**PROMPT:** In the lines below, find the one that contains "Where can the wooden door" and write it out exactly, along with every line that follows it.

____

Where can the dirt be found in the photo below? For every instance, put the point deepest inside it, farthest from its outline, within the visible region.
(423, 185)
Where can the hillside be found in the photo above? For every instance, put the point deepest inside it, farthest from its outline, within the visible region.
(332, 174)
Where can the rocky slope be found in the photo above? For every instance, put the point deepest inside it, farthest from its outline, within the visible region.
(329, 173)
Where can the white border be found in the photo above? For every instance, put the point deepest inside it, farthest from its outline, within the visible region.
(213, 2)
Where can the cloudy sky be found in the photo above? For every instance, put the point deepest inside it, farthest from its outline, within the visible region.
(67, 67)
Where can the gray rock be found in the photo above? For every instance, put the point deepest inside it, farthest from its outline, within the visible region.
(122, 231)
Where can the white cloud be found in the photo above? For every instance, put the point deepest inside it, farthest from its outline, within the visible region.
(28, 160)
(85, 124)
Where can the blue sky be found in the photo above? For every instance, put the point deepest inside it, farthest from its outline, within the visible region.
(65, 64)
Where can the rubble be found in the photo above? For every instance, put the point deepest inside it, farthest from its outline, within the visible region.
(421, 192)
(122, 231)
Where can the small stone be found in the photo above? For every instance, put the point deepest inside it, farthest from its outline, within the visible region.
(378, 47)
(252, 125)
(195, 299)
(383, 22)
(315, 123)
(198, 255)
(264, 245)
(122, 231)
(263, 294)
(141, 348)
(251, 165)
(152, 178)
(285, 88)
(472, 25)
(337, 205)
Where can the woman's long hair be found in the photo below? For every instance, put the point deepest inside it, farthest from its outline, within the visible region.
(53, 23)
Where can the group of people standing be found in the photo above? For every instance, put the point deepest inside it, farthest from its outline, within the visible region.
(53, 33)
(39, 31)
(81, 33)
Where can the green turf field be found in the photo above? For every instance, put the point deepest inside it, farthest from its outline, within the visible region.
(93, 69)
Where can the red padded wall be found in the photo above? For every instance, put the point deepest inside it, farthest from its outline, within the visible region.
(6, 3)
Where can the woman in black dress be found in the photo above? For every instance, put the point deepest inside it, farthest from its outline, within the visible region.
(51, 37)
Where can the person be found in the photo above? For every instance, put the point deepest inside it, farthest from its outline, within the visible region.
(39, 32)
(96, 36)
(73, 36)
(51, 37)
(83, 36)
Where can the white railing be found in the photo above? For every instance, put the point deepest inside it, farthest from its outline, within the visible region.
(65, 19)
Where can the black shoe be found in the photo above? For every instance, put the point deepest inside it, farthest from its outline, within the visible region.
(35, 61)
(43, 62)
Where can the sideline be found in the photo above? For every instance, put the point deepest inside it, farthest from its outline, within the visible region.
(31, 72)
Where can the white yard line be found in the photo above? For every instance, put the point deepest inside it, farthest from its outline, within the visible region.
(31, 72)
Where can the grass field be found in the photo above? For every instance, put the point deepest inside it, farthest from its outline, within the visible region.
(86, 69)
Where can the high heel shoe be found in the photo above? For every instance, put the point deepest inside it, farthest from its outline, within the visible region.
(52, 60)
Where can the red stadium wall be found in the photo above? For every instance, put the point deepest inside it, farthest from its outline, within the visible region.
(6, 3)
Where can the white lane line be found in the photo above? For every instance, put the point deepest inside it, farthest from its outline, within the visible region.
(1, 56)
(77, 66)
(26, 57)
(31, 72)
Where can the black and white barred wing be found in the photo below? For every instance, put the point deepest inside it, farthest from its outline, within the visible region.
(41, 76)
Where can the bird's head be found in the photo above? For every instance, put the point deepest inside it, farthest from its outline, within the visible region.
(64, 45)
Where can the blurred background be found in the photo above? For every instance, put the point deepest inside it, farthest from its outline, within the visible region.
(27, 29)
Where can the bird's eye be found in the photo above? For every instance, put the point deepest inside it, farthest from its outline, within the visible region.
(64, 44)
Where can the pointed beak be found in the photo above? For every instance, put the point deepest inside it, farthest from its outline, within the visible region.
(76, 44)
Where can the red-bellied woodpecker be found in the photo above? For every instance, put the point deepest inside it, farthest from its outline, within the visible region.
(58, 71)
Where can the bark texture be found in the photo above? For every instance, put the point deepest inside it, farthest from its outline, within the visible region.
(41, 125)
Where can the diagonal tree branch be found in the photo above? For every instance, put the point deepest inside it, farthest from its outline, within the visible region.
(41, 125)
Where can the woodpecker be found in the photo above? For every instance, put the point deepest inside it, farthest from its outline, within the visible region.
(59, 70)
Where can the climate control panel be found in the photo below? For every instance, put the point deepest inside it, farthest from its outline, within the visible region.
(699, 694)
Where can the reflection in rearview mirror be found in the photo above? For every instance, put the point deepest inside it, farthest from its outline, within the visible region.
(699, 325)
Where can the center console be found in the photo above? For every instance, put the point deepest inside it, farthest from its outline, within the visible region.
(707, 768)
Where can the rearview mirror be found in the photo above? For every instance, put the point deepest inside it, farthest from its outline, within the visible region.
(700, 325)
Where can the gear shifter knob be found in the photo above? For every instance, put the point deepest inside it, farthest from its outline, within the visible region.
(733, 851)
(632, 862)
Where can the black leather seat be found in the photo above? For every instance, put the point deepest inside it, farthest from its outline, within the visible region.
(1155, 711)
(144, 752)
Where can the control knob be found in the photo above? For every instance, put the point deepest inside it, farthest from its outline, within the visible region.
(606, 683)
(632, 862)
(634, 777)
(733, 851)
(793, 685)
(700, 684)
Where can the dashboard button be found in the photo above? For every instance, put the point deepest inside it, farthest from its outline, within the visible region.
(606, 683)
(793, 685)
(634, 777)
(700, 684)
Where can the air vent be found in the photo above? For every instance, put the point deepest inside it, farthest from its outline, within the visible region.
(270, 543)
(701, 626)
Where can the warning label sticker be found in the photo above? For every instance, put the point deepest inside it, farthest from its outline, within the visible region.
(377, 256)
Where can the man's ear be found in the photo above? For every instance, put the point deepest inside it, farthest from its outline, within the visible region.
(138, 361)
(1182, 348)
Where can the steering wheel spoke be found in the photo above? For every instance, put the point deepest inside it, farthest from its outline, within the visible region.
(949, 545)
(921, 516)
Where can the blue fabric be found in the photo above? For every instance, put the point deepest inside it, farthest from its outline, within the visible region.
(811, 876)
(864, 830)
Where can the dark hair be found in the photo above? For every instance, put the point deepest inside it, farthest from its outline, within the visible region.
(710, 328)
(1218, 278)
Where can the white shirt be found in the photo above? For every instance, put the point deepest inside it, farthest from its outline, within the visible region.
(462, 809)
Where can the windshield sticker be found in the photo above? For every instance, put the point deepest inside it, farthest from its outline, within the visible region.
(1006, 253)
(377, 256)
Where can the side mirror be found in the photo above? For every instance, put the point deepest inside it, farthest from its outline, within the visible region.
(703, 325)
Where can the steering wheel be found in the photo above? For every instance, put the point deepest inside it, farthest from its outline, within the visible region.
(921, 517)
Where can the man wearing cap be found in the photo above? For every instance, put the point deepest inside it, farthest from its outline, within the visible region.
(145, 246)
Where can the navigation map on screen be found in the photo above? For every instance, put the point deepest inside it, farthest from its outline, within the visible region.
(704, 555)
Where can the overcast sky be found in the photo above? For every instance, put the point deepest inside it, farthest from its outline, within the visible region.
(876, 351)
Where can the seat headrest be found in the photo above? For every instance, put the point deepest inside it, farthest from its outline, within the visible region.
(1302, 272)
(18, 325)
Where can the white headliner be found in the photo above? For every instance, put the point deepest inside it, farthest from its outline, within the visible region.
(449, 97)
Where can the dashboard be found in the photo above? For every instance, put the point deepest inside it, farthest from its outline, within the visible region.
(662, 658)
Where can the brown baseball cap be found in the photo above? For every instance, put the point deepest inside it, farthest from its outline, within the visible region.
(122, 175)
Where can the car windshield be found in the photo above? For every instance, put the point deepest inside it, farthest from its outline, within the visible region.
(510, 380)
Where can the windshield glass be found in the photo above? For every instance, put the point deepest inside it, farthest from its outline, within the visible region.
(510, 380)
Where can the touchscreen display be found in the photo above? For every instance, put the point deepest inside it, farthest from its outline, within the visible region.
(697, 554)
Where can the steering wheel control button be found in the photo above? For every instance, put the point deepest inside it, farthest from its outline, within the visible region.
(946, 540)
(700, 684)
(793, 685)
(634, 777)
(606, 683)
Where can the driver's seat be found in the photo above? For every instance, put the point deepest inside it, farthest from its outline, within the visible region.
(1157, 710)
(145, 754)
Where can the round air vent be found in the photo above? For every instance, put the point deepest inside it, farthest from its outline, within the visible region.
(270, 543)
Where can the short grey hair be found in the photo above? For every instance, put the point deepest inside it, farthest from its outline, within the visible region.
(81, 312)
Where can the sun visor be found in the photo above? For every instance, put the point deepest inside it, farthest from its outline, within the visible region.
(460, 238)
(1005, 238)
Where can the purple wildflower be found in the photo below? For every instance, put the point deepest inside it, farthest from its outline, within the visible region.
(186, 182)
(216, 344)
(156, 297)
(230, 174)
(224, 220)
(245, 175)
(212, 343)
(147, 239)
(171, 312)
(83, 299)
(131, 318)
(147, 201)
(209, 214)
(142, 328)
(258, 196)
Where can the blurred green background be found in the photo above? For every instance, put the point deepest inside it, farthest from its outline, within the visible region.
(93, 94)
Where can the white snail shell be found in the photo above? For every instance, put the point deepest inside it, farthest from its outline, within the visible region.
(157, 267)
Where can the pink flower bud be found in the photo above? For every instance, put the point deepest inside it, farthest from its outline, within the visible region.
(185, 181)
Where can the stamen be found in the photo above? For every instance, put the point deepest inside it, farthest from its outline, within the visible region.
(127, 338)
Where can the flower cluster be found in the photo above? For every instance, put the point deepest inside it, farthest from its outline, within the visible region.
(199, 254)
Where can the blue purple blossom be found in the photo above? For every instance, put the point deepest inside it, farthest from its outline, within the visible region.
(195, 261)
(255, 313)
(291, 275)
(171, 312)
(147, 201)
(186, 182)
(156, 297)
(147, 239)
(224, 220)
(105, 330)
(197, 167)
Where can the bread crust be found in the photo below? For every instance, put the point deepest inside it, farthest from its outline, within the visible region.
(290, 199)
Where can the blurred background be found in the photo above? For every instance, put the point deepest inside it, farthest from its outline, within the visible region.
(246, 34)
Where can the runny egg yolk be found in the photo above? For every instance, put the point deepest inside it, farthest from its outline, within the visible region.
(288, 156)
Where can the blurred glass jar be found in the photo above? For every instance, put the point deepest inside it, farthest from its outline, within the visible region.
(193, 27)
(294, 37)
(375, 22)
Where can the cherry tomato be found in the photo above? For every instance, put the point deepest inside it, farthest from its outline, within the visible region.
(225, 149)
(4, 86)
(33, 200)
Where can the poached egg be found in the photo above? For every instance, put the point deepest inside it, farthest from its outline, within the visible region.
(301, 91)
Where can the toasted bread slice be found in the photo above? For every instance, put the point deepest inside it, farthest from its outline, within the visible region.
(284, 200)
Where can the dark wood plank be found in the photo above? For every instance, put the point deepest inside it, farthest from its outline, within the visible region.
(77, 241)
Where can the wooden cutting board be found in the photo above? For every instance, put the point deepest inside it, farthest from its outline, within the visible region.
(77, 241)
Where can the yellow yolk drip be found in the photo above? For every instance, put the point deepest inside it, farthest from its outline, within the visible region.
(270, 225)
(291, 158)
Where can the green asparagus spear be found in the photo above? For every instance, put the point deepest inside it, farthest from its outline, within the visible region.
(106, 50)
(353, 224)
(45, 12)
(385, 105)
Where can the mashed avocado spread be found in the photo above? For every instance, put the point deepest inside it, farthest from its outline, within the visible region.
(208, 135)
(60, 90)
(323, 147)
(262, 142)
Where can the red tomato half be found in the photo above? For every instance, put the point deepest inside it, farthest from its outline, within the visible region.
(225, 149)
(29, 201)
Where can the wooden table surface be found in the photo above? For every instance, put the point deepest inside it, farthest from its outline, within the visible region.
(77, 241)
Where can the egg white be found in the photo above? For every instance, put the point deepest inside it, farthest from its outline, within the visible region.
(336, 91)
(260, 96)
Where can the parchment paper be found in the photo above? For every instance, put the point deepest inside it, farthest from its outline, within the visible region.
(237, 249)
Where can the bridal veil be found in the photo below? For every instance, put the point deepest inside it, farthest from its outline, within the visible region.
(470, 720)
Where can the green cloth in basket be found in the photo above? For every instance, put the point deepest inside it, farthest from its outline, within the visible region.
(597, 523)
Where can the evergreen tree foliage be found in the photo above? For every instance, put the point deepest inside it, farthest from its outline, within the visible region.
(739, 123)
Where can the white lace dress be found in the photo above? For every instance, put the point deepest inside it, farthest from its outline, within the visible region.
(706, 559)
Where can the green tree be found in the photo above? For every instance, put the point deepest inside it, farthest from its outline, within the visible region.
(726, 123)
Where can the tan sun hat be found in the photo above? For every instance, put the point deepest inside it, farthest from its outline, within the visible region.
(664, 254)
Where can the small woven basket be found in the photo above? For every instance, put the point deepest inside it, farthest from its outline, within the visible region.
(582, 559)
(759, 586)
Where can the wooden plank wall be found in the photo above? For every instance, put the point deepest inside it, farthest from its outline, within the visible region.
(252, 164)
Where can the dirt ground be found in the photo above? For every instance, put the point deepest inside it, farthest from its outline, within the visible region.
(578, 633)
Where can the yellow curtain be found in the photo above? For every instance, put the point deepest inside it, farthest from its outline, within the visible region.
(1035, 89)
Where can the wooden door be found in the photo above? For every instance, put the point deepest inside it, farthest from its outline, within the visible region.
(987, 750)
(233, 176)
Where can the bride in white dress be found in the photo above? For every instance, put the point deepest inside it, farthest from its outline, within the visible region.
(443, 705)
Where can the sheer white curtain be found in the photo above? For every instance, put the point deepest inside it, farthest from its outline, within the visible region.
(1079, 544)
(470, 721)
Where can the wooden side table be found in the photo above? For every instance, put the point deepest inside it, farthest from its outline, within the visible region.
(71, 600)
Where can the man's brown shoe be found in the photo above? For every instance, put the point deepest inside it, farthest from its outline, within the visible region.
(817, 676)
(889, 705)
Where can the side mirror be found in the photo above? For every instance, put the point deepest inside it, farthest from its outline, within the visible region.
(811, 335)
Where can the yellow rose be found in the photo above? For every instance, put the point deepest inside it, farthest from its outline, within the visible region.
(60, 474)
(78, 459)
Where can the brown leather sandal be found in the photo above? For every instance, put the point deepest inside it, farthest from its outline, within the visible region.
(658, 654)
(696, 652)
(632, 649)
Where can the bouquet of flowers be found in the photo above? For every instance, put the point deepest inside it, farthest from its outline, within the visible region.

____

**RESULT FOR THIS TASK:**
Where can the wooden door be found in the photo above? For every instance, put the point deepest inside it, farthest from its outline, within the visible region.
(987, 750)
(233, 176)
Where can the bride in white dress be found in the photo above? For every instance, put the point deepest inside it, farthest from its outline, within the visible region.
(443, 705)
Where can the sheer white curtain be found in the photo above? For every instance, put the point deepest inside it, farthest from its outline, within the visible region.
(1079, 544)
(470, 721)
Where can the wooden side table be found in the photo above? For every instance, put the point deepest inside it, farthest from its outline, within the visible region.
(71, 600)
Where can the man's brown shoe be found in the photo above? For every instance, put the point deepest inside it, farthest from its outline, within the visible region.
(817, 676)
(889, 705)
Where can the side mirror be found in the photo above? For every instance, put the point deepest inside it, farthest from its outline, within the visible region.
(811, 335)
Where can the yellow rose be found in the photo above? For every instance, put the point deepest inside it, farthest from its outline, within the visible region.
(60, 474)
(78, 459)
Where can the brown leather sandal be found in the photo above? For every instance, put the point deepest inside it, farthest from its outline, within the visible region.
(658, 654)
(696, 652)
(632, 649)
Where can the bouquet of flowers be found in the photo above? For every instance, put the point deepest inside it, farthest from its outline, within the visible region.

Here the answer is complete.